(Requirements):
Rewrite these lines as a numbered list, leaving out any blank lines.

(Data shown):
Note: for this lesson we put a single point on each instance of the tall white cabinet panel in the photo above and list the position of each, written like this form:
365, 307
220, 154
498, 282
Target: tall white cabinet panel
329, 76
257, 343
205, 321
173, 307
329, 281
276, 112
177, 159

(Final answer):
1. Note: for this lesson we put a single point on each instance of the tall white cabinet panel in the photo above and list the position of each, written like this form:
2. 365, 307
3. 220, 154
4. 498, 282
5. Target: tall white cabinet panel
6. 329, 76
7. 257, 343
8. 205, 321
9. 173, 307
10. 329, 281
11. 276, 112
12. 177, 159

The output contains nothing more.